━━━━━ EXCERPTED PASSAGE ━━━━━
The type declaration in the method def looks natural, but it's not actually parseable Ruby. I had Tom Enebo hack a change in to JRuby's parser (off by default) to allow that syntax. Duby originally had a syntax something like this, so it could be parsed by any Ruby impl:

def fib(a)
{a => :fixnum}
...
end
But it's obviously a lot uglier.

New Type Inference Engine

Ignoring Java for a moment we can focus on the type inference happening here. Originally Duby only worked with explicit Java types, which obviously meant it would only ever be useful as a JVM language. The use of those types was also rather ugly, especially in cases where you just want something "Fixnum-like". So even though I had a working Duby compiler several months ago, I took a step back to rewrite it. The rewrite involved two major changes:
Rather than build Duby directly on top of JRuby's AST I introduced a transformation phase, where the Ruby AST goes in and a Duby AST comes out. This allowed me to build up a structure that more accurately represented Duby, and also has the added bonus that transformers could be built from any Ruby parse output (like that of ruby_parser). Instead of being inextricably tied to the JVM's types and type system, I rewrote the inference engine to be type-system independent. Basically it uses all symbolic and string-based type identifiers, and allows wiring in any number of typing plugins, passing unresolved nodes to them in turn. Two great example plugins exist now: a Math plugin that knows how to handle mathematical and boolean operators against numeric types like :fixnum (it knows :fixnum < :fixnum produces a :boolean, for example), and a Java plugin that knows how to reach out into Java's classes and methods to infer return types for calls out of Duby-space.
The result of this is that up to the point of compilation, there's no explicit dependency on any named set of types, any type system, or any backend. Here's the output from the type inference engine running against that fib script above:
* [Simple] Learned local type under MethodDefinition(fib) : a = Type(fixnum)
* [Simple] Retrieved local type in MethodDefinition(fib) : a = Type(fixnum)
* [AST] [Fixnum] resolved!
* [Simple] Method type for "<" Type(fixnum) on Type(fixnum) not found.
* [Simple] Invoking plugin: #<Duby::Typer::MathTyper:0xcc5002>
* [Math] Method type for "<" Type(fixnum) on Type(fixnum) = Type(boolean)
* [AST] [Call] resolved!
* [AST] [Condition] resolved!
* [Simple] Retrieved local type in MethodDefinition(fib) : a = Type(fixnum)
* [Simple] Retrieved local type in MethodDefinition(fib) : a = Type(fixnum)
* [AST] [Fixnum] resolved!
* [Simple] Method type for "-" Type(fixnum) on Type(fixnum) not found.
━━━━━ DATA PROVIDED ━━━━━
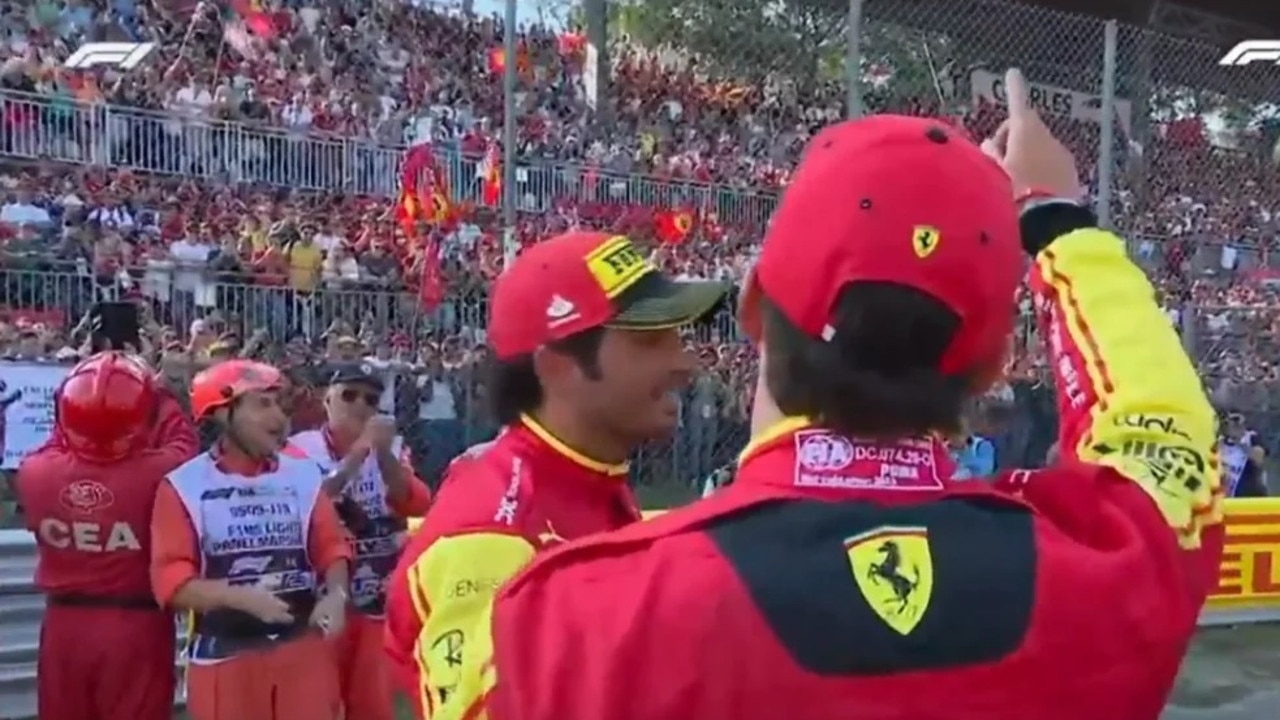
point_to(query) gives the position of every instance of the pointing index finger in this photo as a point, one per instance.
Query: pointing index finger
(1015, 89)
━━━━━
» **EXERCISE 1**:
Answer these questions using the Duby type inference excerpt:
(a) Who made the change to JRuby's parser that allows the type declaration syntax?
(b) What kind of AST comes out of the transformation phase?
(c) According to the Math plugin, what type does :fixnum < :fixnum produce?
» **EXERCISE 2**: Copy the passage from the Duby type inference excerpt word for word, starting at "The type declaration" and ending at "a lot uglier.".
The lines stand apart from the text and are separate material.

» **EXERCISE RESPONSE 1**:
(a) Tom Enebo
(b) A Duby AST
(c) A :boolean

» **EXERCISE RESPONSE 2**:
The type declaration in the method def looks natural, but it's not actually parseable Ruby. I had Tom Enebo hack a change in to JRuby's parser (off by default) to allow that syntax. Duby originally had a syntax something like this, so it could be parsed by any Ruby impl:

def fib(a)
{a => :fixnum}
...
end
But it's obviously a lot uglier.